→ **Short exercise**:
Rewrite the items from the line with "Return an outline for every instance of the cab" to the line with "[[[418,127],[420,183],[424,187],[489,187],[481,135],[473,128]]]", replacing every "instance" with "occurrence" and keeping everything else the same.

→ **Stored rows**:
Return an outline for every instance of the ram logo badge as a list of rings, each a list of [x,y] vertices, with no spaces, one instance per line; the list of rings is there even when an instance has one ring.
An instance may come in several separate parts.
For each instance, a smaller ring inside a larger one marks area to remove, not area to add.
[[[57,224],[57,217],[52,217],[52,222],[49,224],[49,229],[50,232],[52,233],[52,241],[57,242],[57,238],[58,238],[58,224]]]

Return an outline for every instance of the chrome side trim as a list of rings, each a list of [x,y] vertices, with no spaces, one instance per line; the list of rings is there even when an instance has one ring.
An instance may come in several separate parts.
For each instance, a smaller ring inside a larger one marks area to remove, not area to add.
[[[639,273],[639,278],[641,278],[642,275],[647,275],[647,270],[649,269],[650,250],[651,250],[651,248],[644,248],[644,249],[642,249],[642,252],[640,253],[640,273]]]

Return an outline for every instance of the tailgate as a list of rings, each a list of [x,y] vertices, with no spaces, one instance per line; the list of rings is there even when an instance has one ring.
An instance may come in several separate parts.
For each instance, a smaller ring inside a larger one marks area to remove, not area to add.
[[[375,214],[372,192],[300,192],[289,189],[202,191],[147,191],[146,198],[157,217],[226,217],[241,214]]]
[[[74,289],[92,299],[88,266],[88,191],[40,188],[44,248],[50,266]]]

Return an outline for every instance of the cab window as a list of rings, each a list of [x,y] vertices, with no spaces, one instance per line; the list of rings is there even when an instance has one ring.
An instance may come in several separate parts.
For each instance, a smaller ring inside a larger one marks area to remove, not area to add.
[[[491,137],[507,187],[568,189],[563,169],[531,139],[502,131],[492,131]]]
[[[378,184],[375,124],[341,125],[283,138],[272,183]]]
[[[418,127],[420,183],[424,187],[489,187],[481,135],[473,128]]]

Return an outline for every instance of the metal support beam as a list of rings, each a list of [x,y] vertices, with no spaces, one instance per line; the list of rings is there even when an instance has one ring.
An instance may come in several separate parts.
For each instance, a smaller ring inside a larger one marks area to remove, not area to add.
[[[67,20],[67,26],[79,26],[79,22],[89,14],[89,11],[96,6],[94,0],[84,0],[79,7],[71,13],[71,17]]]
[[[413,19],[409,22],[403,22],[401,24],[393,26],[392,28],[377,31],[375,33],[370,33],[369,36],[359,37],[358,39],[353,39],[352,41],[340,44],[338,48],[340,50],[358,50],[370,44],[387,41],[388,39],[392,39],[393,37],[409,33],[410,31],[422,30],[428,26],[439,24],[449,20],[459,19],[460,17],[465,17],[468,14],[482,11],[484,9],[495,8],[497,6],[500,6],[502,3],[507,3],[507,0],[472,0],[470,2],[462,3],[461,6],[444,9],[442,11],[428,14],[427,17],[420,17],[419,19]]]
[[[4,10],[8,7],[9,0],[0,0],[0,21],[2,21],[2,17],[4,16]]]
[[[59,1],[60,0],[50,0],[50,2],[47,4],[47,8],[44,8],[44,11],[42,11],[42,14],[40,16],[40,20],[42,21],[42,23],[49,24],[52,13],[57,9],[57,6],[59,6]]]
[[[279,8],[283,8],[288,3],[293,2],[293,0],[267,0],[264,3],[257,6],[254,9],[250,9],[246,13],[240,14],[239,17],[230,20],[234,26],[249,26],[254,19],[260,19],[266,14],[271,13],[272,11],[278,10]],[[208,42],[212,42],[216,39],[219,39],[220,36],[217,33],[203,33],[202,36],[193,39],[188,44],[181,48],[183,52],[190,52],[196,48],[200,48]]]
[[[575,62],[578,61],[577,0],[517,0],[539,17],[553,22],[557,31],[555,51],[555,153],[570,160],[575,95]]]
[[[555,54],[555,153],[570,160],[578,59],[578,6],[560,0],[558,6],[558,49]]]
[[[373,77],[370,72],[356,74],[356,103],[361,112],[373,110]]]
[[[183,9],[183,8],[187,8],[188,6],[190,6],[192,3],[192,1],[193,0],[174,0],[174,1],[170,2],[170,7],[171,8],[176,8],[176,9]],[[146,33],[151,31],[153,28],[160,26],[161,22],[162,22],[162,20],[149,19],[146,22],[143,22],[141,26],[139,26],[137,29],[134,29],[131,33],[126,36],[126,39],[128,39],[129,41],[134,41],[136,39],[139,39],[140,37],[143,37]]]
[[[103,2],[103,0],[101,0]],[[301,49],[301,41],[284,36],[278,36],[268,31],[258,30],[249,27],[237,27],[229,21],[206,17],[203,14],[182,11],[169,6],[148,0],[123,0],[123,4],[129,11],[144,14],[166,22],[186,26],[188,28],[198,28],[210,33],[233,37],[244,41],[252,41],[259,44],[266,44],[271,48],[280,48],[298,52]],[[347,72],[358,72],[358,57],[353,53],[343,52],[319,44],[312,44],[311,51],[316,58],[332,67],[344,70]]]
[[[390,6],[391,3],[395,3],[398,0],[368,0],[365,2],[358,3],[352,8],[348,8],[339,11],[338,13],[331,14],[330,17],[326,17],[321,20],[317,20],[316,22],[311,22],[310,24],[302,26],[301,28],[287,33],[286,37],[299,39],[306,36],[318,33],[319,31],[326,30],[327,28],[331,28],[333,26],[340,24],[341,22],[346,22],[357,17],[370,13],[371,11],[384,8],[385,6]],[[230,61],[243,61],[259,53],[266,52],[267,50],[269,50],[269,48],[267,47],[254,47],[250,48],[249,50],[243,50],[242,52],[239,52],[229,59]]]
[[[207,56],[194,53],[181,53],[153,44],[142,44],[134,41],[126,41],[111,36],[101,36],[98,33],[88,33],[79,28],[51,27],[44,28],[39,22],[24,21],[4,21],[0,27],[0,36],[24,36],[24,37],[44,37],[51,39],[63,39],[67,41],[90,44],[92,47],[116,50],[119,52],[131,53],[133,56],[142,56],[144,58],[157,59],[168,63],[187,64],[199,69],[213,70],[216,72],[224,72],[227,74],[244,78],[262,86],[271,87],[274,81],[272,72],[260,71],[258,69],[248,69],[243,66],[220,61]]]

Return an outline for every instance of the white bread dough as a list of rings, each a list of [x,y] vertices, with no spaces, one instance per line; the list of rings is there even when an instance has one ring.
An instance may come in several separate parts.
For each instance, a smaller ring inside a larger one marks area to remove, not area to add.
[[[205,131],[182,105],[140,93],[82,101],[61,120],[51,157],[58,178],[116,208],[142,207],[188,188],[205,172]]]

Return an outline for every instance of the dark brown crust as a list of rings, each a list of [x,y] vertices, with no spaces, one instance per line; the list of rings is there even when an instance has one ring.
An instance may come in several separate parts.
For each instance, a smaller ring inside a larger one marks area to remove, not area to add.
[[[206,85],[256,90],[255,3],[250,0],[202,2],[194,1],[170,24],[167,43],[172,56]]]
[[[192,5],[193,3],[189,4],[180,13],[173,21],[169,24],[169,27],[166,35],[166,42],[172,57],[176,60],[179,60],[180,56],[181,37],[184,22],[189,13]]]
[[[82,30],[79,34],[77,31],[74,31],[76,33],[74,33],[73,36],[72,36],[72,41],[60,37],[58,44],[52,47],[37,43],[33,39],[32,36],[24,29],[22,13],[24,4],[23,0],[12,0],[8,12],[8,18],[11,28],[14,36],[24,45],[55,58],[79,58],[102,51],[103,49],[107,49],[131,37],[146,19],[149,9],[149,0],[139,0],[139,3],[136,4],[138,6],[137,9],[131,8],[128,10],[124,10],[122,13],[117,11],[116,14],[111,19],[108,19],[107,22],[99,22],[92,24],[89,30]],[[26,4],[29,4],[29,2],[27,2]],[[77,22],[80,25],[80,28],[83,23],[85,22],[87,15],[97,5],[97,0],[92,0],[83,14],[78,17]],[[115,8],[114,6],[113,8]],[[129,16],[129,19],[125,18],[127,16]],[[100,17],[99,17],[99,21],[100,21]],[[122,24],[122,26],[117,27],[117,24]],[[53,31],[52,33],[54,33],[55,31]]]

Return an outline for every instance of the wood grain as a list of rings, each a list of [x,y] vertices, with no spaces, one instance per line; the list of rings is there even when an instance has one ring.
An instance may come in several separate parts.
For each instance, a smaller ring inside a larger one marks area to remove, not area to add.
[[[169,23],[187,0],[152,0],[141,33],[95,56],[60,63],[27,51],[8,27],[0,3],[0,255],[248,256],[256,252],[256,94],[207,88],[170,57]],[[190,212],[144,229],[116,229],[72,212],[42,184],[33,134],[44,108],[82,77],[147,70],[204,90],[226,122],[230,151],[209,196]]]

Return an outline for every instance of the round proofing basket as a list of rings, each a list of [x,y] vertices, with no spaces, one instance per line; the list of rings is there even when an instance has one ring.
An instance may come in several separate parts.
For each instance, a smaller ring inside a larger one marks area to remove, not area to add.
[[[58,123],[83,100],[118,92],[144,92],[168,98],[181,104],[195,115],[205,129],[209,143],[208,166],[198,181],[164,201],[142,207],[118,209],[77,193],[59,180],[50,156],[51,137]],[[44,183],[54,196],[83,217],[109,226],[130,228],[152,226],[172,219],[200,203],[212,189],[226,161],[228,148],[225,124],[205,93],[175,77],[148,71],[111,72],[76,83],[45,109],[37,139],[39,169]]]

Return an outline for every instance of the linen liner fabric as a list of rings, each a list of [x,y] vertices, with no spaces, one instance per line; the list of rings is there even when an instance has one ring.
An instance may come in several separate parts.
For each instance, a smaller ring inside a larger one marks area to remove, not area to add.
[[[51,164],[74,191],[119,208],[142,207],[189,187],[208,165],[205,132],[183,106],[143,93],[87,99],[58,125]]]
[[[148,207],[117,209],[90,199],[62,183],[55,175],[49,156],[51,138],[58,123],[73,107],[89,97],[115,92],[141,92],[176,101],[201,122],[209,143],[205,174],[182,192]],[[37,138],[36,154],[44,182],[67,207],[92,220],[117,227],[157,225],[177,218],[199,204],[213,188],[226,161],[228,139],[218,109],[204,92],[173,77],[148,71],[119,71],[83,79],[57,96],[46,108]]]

→ **Solution to this exercise**:
Return an outline for every occurrence of the cab window as a list of rings, each a list of [x,y] vertices, with no spaces, one occurrence per line; the list of rings is there even when an occurrence has one ring.
An occurrence may come in several separate parts.
For each occurrence, a smaller ring inside a larger one marks area to remove, not area to add.
[[[491,137],[507,187],[568,189],[563,169],[531,139],[502,131],[492,131]]]
[[[378,184],[375,124],[341,125],[283,138],[272,183]]]
[[[418,127],[420,183],[424,187],[489,187],[481,135],[473,128]]]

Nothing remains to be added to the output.